### Provided data
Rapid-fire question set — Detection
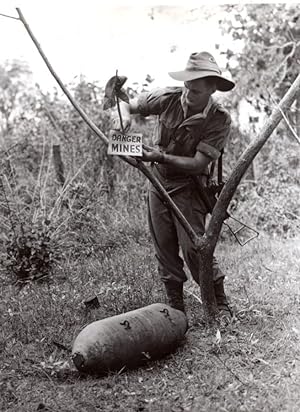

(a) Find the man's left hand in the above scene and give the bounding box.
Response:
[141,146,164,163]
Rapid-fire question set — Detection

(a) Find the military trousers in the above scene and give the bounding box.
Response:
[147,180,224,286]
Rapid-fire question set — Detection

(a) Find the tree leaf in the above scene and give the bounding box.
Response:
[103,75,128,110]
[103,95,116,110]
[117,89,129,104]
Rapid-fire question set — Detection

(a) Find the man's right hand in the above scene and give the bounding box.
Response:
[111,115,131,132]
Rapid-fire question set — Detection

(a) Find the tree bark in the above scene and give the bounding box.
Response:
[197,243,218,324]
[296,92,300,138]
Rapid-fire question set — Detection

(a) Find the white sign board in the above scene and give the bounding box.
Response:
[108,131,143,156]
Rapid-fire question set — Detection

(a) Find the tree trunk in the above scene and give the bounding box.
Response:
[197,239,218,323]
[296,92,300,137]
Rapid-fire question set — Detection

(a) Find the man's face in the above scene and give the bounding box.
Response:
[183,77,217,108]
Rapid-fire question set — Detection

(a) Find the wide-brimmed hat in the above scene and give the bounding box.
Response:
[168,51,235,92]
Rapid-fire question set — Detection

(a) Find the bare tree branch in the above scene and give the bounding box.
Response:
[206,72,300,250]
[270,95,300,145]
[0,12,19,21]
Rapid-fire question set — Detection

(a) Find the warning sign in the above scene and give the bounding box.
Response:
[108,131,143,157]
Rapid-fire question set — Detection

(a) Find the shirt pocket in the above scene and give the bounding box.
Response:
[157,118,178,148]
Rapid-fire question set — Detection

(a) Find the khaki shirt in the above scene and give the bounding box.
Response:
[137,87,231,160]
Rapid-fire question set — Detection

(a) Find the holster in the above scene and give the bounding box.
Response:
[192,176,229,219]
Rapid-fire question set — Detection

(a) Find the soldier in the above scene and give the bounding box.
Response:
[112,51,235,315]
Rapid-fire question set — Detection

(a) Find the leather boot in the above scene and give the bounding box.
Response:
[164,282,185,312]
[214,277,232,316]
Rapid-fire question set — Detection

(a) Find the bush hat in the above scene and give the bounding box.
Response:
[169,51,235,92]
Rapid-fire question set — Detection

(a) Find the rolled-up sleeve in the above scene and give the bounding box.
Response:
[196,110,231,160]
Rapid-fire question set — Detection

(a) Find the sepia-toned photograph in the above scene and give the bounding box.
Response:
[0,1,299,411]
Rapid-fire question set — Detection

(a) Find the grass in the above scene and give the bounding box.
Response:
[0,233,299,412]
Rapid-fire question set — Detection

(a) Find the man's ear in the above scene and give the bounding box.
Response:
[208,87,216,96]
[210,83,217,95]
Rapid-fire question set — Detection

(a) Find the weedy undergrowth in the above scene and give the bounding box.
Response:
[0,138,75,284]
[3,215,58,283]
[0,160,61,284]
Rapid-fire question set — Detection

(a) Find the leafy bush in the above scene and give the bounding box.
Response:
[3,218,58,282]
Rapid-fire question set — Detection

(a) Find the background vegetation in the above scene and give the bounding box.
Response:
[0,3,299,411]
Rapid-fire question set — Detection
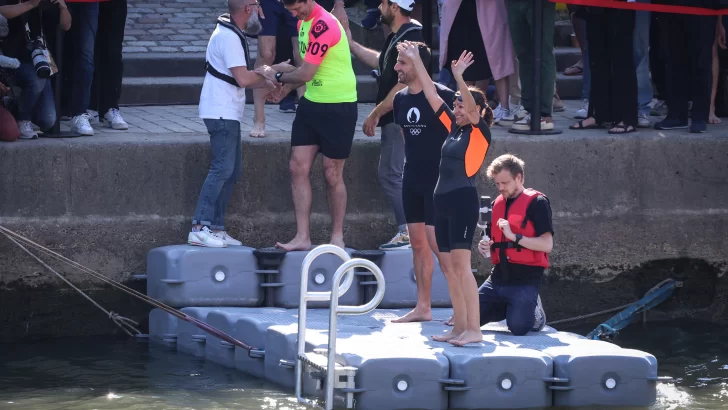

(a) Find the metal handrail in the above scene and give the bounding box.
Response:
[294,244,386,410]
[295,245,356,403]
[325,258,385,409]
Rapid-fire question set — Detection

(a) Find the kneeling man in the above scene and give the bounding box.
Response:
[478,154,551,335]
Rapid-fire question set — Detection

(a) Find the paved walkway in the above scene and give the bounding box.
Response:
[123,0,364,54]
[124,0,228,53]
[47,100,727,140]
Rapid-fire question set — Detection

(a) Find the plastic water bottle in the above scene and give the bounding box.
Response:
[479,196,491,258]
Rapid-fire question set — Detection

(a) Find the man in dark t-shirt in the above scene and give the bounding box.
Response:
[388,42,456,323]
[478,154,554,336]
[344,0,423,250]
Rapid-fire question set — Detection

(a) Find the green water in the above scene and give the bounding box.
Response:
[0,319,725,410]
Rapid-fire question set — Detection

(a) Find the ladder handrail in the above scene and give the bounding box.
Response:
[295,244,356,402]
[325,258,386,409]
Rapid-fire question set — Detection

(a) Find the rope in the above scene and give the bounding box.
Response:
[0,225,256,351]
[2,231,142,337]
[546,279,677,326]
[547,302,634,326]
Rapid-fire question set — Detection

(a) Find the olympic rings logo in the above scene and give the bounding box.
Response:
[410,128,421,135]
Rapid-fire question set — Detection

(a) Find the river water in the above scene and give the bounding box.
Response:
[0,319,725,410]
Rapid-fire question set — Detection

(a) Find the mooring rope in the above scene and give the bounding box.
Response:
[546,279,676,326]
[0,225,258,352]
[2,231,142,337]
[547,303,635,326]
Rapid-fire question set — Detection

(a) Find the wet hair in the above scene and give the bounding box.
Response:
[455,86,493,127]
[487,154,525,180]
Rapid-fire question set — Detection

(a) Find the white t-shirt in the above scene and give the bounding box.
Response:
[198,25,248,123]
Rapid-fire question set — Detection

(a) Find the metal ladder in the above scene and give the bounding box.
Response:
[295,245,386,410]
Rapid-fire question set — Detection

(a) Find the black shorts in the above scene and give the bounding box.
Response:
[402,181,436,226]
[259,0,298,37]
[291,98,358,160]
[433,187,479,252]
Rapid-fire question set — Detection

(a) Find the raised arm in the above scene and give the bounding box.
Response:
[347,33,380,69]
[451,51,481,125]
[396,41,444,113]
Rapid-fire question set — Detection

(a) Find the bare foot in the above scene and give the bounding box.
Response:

### Task prompt
Could every entry be restated word for word, pictures excluded?

### Exercise result
Rapid-fire question set — Detection

(a) Find the man's left hand in the above scene and give the bounding box.
Response:
[141,146,164,163]
Rapid-fire question set — Detection

(a) Find the military trousers in the above scene and give the bounding box.
Response:
[147,180,224,286]
Rapid-fire question set — Detection

(a) Find the tree leaf in the above scene and give the bounding box.
Response:
[103,75,128,110]
[103,95,116,110]
[117,89,129,104]
Rapid-fire question set — Detection

(a) Find the man's right hand in the above scene and give the bounding box.
Response:
[111,115,131,132]
Rapid-fire question set — Detection

(a) Find the tree bark in the above scene and give the bounding box.
Response:
[197,243,218,324]
[296,92,300,138]
Rapid-fire question set — Detection

(a) Find the white sign board in the above scene and give the bounding box.
Response:
[108,131,143,156]
Rapid-fire question set — Detection

(a) Find the tree trunk in the above scene and give the bounding box.
Response:
[197,239,218,323]
[296,92,300,137]
Rapid-fire question set — Detection

(a) Find the man's face in the above scene and give the bounding box.
Response:
[183,77,217,108]
Rapid-fire question set — Detection

(a) Find the wide-brimmed hat in the above scene and give the bounding box.
Response:
[168,51,235,92]
Rapid-fire question set — Detection

(a) Find the bare tree branch in the above scene and give the bounding box.
Response:
[206,72,300,250]
[270,95,300,145]
[0,12,19,21]
Rapid-fire question set — Detection

(a) Find the warning sign in the above scene and give the bounding box.
Response:
[108,131,143,157]
Rapid-fire question set — Detection

(a) Find the shirt pocket in the above scene and give the bounding box.
Response:
[157,118,178,148]
Rapid-fire question set — Detection

(a) Find the khaki shirt in the above scene and give the bounding box.
Response:
[137,87,231,160]
Rapid-fire question set — Detection

(a) Find the holster in the above scene and give the bounding box.
Response:
[192,176,229,219]
Rapid-fire question set — Detection

(a) Find the soldier in the above scene and give the bounding box.
Response:
[112,51,235,315]
Rapid-fire question set — Detection

(a) Find the leather boot in the above scene and give the bounding box.
Response:
[164,282,185,312]
[214,277,232,316]
Rapid-fire question set — Detection

(a) Find the bush hat in the above scene and give the bounding box.
Response:
[169,51,235,92]
Rapid-fire question set — Detection

(a) Find the rolled-up sleeve in the above scene and give the bounding box.
Response:
[196,110,231,160]
Rapid-fire question set — Detection

(a) Find the sepia-toned photograph in the above scene and give the bounding box.
Response:
[0,1,299,411]
Rapid-fire question set — Detection

(a) Find the grass in the above scene and give the bounding box.
Response:
[0,233,299,412]
Rapid-fire question set — Detection

(a) Find the man's ear in the above scene and give the bounding box.
Response:
[208,87,216,96]
[210,83,217,95]
Rapid-fire question set — Detection

(a) Find the weedy undergrowth in the above scene and give the bounding box.
Response:
[0,138,75,284]
[3,215,58,283]
[0,160,61,284]
Rapid-fire question set — Detection

(a) Find the leafy bush in the above scene and give the bounding box.
Response:
[3,218,58,282]
Rapid-fire question set — Detection

(a) Find the background vegetation in the above scene and give the bounding box.
Response:
[0,3,299,411]
Rapid-fire question set — Detection

(a) Find the metal handrail in the above scene and give the bounding box.
Response:
[294,244,386,410]
[295,245,356,403]
[325,258,385,409]
Rapid-fire question set — Detection

(a) Find the kneeling man in the above scene and give the bounding box.
Response:
[478,154,551,335]
Rapid-fire question set — Detection

(a) Find the paved walkway in the above scene and give the bounding box.
Response:
[123,0,364,54]
[124,0,228,53]
[47,100,727,140]
Rapid-fire question set — Detection

(a) Find the plastic water bottle in the above scene and give the bounding box.
Response:
[479,196,491,258]
Rapid-fire question set — Detection

(a) Find the man in dark t-shirt in the above scene and give the bounding box.
Response:
[388,42,456,323]
[478,154,554,336]
[344,0,423,250]
Rapid-fire question set — Detection

(a) Find the green water in the above scene and give the bounding box.
Response:
[0,319,725,410]
Rapid-fire question set — Detection

(a) Find the ladder handrail in the above scene and give the bounding box.
Response:
[295,244,356,402]
[325,258,386,409]
Rapid-fire question set — Detection

(a) Find the rope in the above scene and give the bounding box.
Response:
[0,225,256,351]
[2,231,142,337]
[546,279,677,326]
[547,302,634,326]
Rapid-fire question set — Detection

(a) Find the olympic rings logo in the above scene and give the bounding box.
Response:
[410,128,421,135]
Rapid-fire question set — Detection

(a) Find the river water in the above scene and give the bounding box.
Response:
[0,319,725,410]
Rapid-fire question set — Detection

(a) Find the mooring rope in the above scene and give the bounding box.
Response:
[546,279,676,326]
[0,225,258,352]
[2,231,142,337]
[547,303,635,326]
Rapid-fire question set — Detection

(a) Find the wet hair in the above scene and give the bounding box.
Response:
[455,86,493,127]
[487,154,525,180]
Rapid-fire question set — Detection

(a) Find the white t-shirt in the above scene and give the bounding box.
Response:
[198,25,248,123]
Rapid-fire question set — Detection

(a) Find the metal ladder in the above scene and give the bounding box.
Response:
[295,245,386,410]
Rapid-fire question set — Detection

(a) Find the black shorts in the above scene and give the bounding box.
Response:
[402,181,436,226]
[259,0,298,37]
[291,98,358,160]
[433,187,479,252]
Rapid-fire question set — Detection

(a) Find the raised arm in the above scene and give the bounding box.
Response:
[347,33,380,69]
[451,51,481,125]
[396,41,444,113]
Rapid-fire question set — Detection

(a) Find the bare foot in the above scene and give the bounding box.
Response:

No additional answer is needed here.